Stated task: Pull out every line that contains the string "train" and copy each one as it appears.

## Begin

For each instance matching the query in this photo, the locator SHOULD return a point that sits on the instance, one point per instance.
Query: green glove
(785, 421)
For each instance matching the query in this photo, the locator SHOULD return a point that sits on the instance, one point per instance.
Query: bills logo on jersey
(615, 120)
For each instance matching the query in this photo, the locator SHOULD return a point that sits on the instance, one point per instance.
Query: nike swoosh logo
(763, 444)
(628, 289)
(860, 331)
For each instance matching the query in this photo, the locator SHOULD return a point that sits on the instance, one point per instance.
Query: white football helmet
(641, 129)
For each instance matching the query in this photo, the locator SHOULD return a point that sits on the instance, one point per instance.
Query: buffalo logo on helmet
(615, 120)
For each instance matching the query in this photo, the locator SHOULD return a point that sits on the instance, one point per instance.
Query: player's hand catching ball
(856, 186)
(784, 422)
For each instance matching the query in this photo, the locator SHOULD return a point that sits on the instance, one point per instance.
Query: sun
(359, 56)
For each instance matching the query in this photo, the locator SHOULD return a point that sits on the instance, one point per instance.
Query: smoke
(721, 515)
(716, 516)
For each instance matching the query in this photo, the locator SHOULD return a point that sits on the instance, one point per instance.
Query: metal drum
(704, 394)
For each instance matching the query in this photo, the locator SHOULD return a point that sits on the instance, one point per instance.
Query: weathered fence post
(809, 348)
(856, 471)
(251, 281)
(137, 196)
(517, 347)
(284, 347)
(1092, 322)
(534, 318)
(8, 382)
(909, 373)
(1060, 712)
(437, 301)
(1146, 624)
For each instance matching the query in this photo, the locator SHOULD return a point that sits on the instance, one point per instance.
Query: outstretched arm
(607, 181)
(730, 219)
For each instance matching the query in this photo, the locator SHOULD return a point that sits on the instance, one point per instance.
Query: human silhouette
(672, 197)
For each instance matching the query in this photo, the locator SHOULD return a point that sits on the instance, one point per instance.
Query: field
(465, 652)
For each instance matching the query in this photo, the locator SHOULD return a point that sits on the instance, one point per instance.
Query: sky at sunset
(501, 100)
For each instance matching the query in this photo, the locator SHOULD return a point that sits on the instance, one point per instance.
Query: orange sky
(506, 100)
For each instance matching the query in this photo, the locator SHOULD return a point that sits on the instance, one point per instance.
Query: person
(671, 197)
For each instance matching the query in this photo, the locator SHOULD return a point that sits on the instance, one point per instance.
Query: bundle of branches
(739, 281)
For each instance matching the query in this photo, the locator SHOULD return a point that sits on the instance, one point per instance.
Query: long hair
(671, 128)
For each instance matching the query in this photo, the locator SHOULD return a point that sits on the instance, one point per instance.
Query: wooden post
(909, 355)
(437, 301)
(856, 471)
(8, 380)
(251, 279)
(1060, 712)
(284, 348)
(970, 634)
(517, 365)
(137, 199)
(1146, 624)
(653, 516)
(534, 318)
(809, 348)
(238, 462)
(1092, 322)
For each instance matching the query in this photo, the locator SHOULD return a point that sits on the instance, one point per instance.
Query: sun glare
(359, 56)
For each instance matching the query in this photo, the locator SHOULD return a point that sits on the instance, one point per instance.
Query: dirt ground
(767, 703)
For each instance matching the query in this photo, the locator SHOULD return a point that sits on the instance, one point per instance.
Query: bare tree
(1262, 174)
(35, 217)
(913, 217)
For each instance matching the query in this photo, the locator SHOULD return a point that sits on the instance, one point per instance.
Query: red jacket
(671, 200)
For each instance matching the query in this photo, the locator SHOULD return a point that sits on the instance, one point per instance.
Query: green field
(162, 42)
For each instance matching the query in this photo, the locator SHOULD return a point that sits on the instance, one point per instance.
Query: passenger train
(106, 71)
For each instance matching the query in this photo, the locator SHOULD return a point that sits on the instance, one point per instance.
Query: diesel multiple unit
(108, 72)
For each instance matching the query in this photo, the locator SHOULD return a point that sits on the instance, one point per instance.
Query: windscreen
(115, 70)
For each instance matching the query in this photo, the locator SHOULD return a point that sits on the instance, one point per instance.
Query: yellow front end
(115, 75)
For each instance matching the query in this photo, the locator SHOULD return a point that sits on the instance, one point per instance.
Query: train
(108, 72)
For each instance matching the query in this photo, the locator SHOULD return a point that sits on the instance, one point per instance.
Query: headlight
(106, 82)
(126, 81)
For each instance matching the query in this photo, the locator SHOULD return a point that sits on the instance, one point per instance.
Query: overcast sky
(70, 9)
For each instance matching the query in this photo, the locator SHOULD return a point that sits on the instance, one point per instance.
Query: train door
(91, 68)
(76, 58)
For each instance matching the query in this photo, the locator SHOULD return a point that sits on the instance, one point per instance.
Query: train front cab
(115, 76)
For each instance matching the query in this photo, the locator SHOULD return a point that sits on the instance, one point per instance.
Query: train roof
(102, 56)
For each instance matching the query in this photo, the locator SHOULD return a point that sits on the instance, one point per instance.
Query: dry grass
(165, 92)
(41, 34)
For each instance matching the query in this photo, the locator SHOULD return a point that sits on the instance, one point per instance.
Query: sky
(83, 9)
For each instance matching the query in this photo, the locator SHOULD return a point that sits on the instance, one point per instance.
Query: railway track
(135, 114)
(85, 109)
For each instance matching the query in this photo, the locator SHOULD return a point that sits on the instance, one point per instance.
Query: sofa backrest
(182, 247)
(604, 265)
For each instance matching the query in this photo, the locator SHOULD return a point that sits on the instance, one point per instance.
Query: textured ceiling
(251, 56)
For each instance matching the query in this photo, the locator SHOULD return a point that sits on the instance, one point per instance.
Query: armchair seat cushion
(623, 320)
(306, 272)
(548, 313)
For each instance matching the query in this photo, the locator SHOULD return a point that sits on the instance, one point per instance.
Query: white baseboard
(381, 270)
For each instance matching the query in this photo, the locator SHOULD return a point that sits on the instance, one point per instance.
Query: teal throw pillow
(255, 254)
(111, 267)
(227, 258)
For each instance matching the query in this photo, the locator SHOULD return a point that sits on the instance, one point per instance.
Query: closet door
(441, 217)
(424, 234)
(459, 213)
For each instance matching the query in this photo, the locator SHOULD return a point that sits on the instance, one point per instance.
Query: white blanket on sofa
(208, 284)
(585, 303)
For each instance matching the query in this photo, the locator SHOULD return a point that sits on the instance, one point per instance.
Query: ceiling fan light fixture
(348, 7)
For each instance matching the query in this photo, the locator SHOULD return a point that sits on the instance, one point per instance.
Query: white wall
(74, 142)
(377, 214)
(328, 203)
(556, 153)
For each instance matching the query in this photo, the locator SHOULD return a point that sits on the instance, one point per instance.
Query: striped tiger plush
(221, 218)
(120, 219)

## End

Complete output:
Query: passenger train
Query: train
Query: train door
Query: train front cab
Query: train roof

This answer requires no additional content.